◆ **Problem requirements**
Give every entry again, unchanged, and leave its images out.

◆ **Data excerpts**
══════

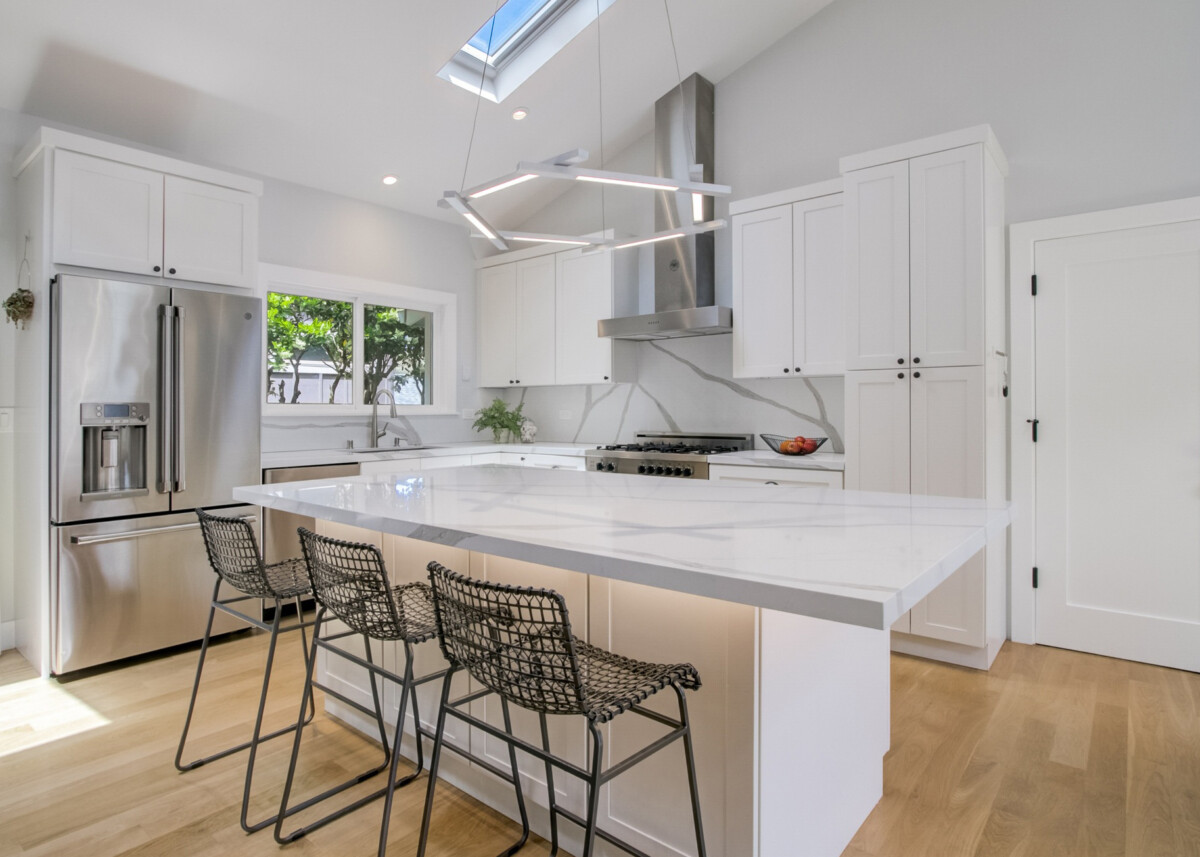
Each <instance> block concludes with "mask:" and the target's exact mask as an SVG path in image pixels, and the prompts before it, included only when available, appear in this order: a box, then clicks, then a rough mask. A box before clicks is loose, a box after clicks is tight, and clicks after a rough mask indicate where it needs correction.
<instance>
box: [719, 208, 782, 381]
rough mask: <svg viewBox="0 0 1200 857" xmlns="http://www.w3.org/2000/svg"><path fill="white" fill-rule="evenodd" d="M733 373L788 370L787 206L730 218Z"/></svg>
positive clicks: (766, 376) (772, 376)
mask: <svg viewBox="0 0 1200 857" xmlns="http://www.w3.org/2000/svg"><path fill="white" fill-rule="evenodd" d="M733 259H734V265H736V266H734V270H733V294H734V305H733V317H734V323H733V377H734V378H776V377H780V378H781V377H784V370H785V368H786V370H787V371H788V374H790V373H791V370H792V364H793V341H792V312H793V310H792V206H791V205H779V206H776V208H772V209H766V210H763V211H752V212H750V214H744V215H738V216H737V217H734V220H733Z"/></svg>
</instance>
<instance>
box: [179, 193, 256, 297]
mask: <svg viewBox="0 0 1200 857" xmlns="http://www.w3.org/2000/svg"><path fill="white" fill-rule="evenodd" d="M164 181H166V184H164V192H163V209H164V212H166V215H164V218H166V232H164V234H163V251H162V254H163V262H164V268H166V275H167V276H170V277H178V278H180V280H196V281H198V282H205V283H221V284H223V286H244V287H250V286H253V284H254V282H253V270H254V264H256V262H257V259H258V247H257V246H256V236H257V234H258V229H257V224H258V198H257V197H256V196H254V194H252V193H246V192H245V191H235V190H232V188H229V187H218V186H217V185H210V184H208V182H204V181H193V180H191V179H184V178H180V176H178V175H168V176H166V180H164ZM172 271H174V272H172Z"/></svg>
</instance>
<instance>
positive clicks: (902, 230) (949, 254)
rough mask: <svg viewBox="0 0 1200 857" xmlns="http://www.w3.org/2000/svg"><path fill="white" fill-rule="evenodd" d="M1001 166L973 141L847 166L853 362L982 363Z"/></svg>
mask: <svg viewBox="0 0 1200 857" xmlns="http://www.w3.org/2000/svg"><path fill="white" fill-rule="evenodd" d="M895 154H898V155H899V154H902V152H895ZM842 168H844V170H845V169H846V164H845V162H844V164H842ZM1001 169H1002V168H1001V167H1000V166H998V164H997V163H996V162H995V161H994V160H992V157H991V154H990V150H989V148H988V146H986V145H985V144H984V143H972V144H970V145H964V146H956V148H953V149H948V150H943V151H937V152H932V154H928V155H922V156H916V157H907V158H898V160H895V161H890V162H887V163H878V164H874V166H865V167H862V168H856V169H850V170H846V172H845V175H844V180H845V214H846V217H845V224H846V347H847V356H846V367H847V368H850V370H866V368H892V367H895V366H907V365H910V364H912V365H913V366H980V365H983V361H984V340H985V330H984V280H985V259H986V242H988V240H989V234H990V230H989V229H988V228H986V222H985V221H986V220H988V214H989V212H990V211H992V210H994V209H995V205H989V200H988V199H986V196H988V191H986V190H985V188H988V187H995V186H998V185H1000V178H998V176H1000V174H1001ZM989 172H990V173H995V174H996V176H995V178H990V176H989V175H988V173H989ZM1000 204H1001V205H1002V202H1001V203H1000ZM1000 228H1001V230H1002V223H1001V224H1000Z"/></svg>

══════

◆ **Response**
Each <instance> block concludes with "mask:" and the target's exact mask as an SVG path in image pixels, and the prompts before it, included only when available, appear in this order: a box, then clicks, then a rough mask. A box before clicks is loose, a box after clicks is tight, and clicks after a rough mask indicate where it needs correction.
<instance>
box: [719, 208, 782, 381]
rough mask: <svg viewBox="0 0 1200 857" xmlns="http://www.w3.org/2000/svg"><path fill="white" fill-rule="evenodd" d="M733 373L788 370L787 206L730 218Z"/></svg>
positive clicks: (766, 376) (772, 376)
mask: <svg viewBox="0 0 1200 857" xmlns="http://www.w3.org/2000/svg"><path fill="white" fill-rule="evenodd" d="M733 259H734V265H736V266H734V270H733V294H734V305H733V317H734V323H733V377H734V378H776V377H780V378H781V377H784V370H785V368H786V370H787V371H788V374H790V373H791V370H792V364H793V341H792V312H793V310H792V206H791V205H779V206H776V208H772V209H766V210H763V211H752V212H750V214H744V215H738V216H737V217H734V220H733Z"/></svg>
</instance>
<instance>
box: [179, 193, 256, 297]
mask: <svg viewBox="0 0 1200 857" xmlns="http://www.w3.org/2000/svg"><path fill="white" fill-rule="evenodd" d="M164 181H166V184H164V192H163V209H164V212H166V215H164V218H166V232H164V234H163V251H162V254H163V262H164V268H166V275H167V276H170V277H178V278H180V280H196V281H198V282H205V283H221V284H223V286H244V287H250V286H253V284H254V282H253V270H254V264H256V262H257V259H258V247H257V246H256V236H257V234H258V229H257V224H258V198H257V197H256V196H254V194H252V193H246V192H245V191H235V190H232V188H229V187H218V186H217V185H210V184H208V182H204V181H193V180H191V179H184V178H180V176H178V175H168V176H166V180H164ZM172 271H174V272H172Z"/></svg>
</instance>
<instance>
positive clicks: (902, 230) (949, 254)
rough mask: <svg viewBox="0 0 1200 857" xmlns="http://www.w3.org/2000/svg"><path fill="white" fill-rule="evenodd" d="M1001 166L973 141L847 166L853 362L982 363Z"/></svg>
mask: <svg viewBox="0 0 1200 857" xmlns="http://www.w3.org/2000/svg"><path fill="white" fill-rule="evenodd" d="M895 154H898V155H899V154H902V152H895ZM842 168H844V170H845V169H846V164H845V162H844V164H842ZM1001 169H1002V168H1001V167H1000V166H998V164H997V163H996V162H995V161H994V160H992V157H991V154H990V150H989V148H988V146H986V145H985V144H984V143H972V144H970V145H964V146H956V148H953V149H948V150H943V151H937V152H932V154H928V155H922V156H916V157H907V158H898V160H895V161H890V162H887V163H878V164H874V166H865V167H862V168H856V169H850V170H846V172H845V175H844V180H845V214H846V217H845V224H846V347H847V356H846V367H847V368H850V370H866V368H892V367H895V366H907V365H910V364H912V365H913V366H980V365H983V361H984V340H985V330H984V280H985V259H986V242H988V240H989V234H990V230H989V229H988V228H986V222H985V221H986V220H988V214H989V212H990V211H992V210H994V209H995V205H989V200H988V199H986V196H988V191H986V190H985V188H988V187H995V186H998V185H1000V178H998V176H1000V174H1001ZM989 172H990V173H995V174H996V176H995V178H990V176H989V175H988V173H989ZM1000 204H1001V205H1002V202H1001V203H1000ZM1000 228H1001V230H1002V223H1001V224H1000Z"/></svg>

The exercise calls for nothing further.